• _WHAT YOU HAVE TO DO_
Give again, word for word, only the lines from the one containing "Would you mind indicating the drummer's" through the final line.

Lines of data
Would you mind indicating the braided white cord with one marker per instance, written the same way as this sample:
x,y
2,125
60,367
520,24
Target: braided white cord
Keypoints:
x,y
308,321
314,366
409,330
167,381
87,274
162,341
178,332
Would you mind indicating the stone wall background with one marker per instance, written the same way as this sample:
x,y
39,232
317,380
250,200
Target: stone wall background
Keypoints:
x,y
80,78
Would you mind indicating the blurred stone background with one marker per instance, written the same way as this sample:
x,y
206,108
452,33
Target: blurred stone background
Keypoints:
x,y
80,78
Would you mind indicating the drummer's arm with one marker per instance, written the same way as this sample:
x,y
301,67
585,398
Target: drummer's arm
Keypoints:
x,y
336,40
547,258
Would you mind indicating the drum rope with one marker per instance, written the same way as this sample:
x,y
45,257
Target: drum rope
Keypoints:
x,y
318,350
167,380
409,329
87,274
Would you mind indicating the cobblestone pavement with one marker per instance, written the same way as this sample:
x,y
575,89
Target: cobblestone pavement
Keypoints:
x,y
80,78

• _FINAL RESULT_
Would you mind indicating the drummer's arm with one marker per instance, written the same way as this sample:
x,y
301,67
585,398
Target: drummer's arm
Keypoints:
x,y
336,40
547,258
Would you mind indicating the drum rope with one marker per instance, written the same way as this sample:
x,y
45,257
Target: drum rope
Keypoints:
x,y
318,350
167,380
409,329
87,274
Would you mind indicating the cobblestone pavement with one marker per instance, written the same way as this sample:
x,y
575,89
Target: cobblestone pavement
Keypoints:
x,y
80,78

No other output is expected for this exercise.